┌─ SOURCE EXTRACT

When you start a family, you’re taking on a great deal of responsibility that can end up feeling very overwhelming. While taking care of your family requires some advanced planning, it’s not as impossible as it may seem. In general, this involves keeping your spending down, reducing debt, and growing your savings to ensure you’ll have the resources to take care of any emergencies that do arise.
Start With an Actionable Budget
You won’t be able to build a financial future for your family without taking care of your household’s present finances. This involves creating a budget that ensures you can meet all of your financial obligations each month. Keep in mind that a late payment on anything, including your smallest utility bill, will result in a negative hit on your credit score. Your budget should allow you to make all of your payments on time and still leave enough left over for groceries, entertainment, and savings.
Pay Down Debt
The disposable cash you have left after paying your bills each month should be used to pay off your debts before you start using it for savings. The most popular method is the snowball strategy, which involves using your disposable cash to pay off your smallest debt first. Once that debt has been paid off, all of the money you were sending to the previous creditor should be used to pay off the next smallest debt and so on. This process gives you that much more money to pay off the next highest debt on your list.
Start Saving and Investing
Once you have paid off all your debts, that disposable cash should be divided up between contributing to a high-interest savings account and an investment account. Your savings account should be used for financial emergencies, vacations, and big-ticket purchases. This will help you reduce your need for credit cards and personal loans. The remainder of your disposable cash should be invested in a retirement fund.

└─
┌─ DATA EXCERPTS

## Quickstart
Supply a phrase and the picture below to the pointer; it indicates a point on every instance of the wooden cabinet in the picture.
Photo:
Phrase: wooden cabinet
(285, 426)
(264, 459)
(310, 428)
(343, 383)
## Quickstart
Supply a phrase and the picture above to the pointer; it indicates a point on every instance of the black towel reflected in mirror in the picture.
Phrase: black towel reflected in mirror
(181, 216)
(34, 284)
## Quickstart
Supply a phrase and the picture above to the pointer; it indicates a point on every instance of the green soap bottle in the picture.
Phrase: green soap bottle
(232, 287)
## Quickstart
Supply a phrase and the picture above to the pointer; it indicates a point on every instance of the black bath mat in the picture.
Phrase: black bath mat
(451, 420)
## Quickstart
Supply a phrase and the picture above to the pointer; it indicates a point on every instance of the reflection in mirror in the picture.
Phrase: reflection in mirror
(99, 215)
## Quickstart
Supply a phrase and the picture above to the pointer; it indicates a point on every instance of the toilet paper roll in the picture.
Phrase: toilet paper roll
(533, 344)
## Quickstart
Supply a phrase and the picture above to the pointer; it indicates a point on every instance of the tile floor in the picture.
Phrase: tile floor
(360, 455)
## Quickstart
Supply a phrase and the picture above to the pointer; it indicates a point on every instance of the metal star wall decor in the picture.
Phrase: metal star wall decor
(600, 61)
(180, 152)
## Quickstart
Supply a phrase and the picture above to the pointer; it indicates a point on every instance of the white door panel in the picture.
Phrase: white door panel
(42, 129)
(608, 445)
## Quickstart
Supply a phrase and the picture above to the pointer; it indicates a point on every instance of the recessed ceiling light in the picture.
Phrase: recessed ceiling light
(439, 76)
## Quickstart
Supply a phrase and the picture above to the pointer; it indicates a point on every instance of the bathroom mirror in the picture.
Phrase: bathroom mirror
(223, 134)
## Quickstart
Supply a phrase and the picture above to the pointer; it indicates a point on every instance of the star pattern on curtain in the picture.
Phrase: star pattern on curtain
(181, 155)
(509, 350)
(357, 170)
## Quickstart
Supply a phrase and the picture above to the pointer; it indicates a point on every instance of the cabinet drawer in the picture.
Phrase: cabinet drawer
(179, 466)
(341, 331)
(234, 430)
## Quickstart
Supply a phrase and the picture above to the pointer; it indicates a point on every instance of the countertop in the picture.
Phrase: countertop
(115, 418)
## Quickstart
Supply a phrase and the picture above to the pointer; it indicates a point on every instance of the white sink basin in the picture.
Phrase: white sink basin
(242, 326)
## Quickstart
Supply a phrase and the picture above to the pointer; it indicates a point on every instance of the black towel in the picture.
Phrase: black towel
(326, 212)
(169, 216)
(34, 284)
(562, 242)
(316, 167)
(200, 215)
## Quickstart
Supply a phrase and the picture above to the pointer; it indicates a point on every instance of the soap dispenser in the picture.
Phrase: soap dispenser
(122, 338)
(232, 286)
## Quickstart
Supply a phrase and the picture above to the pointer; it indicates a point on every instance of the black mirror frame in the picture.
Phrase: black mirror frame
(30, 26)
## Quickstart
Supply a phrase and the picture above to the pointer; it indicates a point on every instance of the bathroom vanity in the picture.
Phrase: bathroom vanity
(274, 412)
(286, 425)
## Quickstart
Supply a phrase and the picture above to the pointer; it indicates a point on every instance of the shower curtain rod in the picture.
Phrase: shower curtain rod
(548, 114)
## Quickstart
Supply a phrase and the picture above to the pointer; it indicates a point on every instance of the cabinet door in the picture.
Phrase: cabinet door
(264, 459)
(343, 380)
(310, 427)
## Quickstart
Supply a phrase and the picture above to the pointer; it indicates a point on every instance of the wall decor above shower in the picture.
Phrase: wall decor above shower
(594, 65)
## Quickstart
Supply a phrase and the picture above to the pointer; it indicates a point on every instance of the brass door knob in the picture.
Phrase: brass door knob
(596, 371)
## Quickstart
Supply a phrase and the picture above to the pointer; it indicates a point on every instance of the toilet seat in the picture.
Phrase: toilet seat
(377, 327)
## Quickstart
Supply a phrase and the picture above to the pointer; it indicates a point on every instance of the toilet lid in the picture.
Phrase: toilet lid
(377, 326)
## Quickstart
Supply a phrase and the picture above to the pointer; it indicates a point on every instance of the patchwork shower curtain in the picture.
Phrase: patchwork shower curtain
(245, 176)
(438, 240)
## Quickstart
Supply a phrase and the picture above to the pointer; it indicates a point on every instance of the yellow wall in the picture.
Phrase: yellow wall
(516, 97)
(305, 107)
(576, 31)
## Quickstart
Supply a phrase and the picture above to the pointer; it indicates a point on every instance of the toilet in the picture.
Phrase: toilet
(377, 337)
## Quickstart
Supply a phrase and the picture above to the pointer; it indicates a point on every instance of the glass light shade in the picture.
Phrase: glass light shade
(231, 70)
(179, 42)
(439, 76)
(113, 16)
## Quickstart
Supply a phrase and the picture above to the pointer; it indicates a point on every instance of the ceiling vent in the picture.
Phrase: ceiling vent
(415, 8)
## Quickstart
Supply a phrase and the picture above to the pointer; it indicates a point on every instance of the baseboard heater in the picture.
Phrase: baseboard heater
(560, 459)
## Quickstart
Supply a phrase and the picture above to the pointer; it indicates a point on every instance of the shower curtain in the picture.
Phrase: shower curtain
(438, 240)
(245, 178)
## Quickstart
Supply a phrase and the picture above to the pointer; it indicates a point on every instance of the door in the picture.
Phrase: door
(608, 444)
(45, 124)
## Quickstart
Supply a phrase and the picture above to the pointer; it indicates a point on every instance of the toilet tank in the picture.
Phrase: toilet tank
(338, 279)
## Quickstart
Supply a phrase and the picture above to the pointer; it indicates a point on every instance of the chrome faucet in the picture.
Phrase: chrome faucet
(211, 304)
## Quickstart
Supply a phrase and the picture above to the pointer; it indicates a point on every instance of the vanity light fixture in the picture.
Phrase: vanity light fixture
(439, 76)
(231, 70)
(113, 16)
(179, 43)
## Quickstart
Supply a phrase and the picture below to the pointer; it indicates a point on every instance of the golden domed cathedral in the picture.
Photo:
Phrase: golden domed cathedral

└─
┌─ DATA EXCERPTS

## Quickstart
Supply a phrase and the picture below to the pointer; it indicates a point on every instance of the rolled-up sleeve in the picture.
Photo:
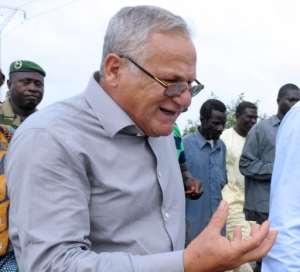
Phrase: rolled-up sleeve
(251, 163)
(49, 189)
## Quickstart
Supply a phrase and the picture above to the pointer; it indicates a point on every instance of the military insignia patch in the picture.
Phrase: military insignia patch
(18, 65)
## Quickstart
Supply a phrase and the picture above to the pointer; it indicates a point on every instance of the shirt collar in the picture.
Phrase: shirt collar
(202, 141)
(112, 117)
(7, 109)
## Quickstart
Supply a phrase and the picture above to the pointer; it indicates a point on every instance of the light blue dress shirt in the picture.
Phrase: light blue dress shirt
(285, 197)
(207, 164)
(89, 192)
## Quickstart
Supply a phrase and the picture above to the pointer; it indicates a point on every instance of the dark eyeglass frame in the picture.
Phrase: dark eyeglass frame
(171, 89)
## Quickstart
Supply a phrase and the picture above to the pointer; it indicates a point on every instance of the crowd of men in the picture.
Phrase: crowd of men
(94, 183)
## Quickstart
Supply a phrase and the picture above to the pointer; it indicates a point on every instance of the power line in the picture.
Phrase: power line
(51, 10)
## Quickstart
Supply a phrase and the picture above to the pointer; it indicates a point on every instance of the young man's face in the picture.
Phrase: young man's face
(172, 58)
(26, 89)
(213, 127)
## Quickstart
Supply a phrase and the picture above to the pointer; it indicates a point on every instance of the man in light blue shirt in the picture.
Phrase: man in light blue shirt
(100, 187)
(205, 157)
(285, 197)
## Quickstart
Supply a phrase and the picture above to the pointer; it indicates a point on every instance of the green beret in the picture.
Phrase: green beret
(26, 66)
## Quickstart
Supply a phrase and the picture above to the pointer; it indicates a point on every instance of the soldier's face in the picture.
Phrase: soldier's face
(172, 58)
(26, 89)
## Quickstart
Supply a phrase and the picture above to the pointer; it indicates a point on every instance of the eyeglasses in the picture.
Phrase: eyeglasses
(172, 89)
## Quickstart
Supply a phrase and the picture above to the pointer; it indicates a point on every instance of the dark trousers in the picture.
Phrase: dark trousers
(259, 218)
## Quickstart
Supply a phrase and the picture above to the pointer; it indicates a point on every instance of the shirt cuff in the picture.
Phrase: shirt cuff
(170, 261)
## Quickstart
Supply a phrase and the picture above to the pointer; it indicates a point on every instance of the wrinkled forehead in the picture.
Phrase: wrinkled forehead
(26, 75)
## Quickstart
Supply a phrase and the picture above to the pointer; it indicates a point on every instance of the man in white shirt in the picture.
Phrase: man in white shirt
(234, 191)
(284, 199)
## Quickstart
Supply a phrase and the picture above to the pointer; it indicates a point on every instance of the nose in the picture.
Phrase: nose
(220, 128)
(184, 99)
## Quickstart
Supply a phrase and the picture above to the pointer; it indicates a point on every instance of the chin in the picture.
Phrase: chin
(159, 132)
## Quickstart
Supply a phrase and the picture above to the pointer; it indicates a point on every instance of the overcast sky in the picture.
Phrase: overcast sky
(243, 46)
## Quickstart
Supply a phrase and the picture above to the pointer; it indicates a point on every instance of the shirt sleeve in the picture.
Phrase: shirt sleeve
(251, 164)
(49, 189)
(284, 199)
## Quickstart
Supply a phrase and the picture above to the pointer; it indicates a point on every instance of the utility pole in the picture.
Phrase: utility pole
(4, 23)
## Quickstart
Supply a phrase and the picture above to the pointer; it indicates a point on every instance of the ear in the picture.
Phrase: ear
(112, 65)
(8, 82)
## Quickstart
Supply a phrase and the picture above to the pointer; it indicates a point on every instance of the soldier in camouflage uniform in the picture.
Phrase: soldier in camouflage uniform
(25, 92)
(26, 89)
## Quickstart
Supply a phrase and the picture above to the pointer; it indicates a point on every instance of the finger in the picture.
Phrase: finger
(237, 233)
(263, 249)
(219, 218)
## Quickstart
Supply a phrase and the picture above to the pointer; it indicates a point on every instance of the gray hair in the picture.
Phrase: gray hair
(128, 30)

└─

▶ [PROBLEMS TO SOLVE]
A) Answer these questions from the text on family finances.
(i) What does a late payment on even the smallest utility bill result in?
(ii) Which debt does the snowball strategy pay off first?
(iii) Once all debts are paid off, between which two accounts should disposable cash be divided?
B) Continue the text on family finances from its final sentence.
The data above is separate material and has no connection to the text on family finances.

▶ [RESULTS BY TASK]
A)
(i) A negative hit on your credit score.
(ii) The smallest debt.
(iii) A high-interest savings account and an investment account.

B)
If your employer offers a 401k, you should participate in that program as soon as you’re eligible. You should also start an IRA or self-directed IRA so you’ll have someplace to rollover your 401k funds if you ever leave your employer. A self-directed IRA is beneficial if you want to explore alternative investment funds that will help you maximize your growth of wealth. This allows you to invest in real estate and other nontraditional investments as a means of building a larger retirement nest egg.
Create an Estate Plan
You’re never too young to create a comprehensive estate plan, and you should do so as early as possible. An estate plan will help you protect your family and pass on your assets after your death. This is an important consideration because failing to have a will and other estate planning documents in place will leave your assets and minor children in the hands of the state. Your estate plan should also include powers of attorney documents to help you protect yourself if you become unable to communicate your wishes. A healthcare proxy allows you to pick someone to make medical decisions for you, while a financial power of attorney lets you choose someone to take care of your finances while you’re incapacitated.
Building a future for your family is a long-term strategy that will help you build something better over time. If you’re not saving as quickly as you expect, don’t let yourself feel discouraged. Talk to your investment advisor about growing your wealth faster or look for ways to save more money each month. As long as you’re persistent, you can grow the wealth you’ll need to ensure a brighter future for your family.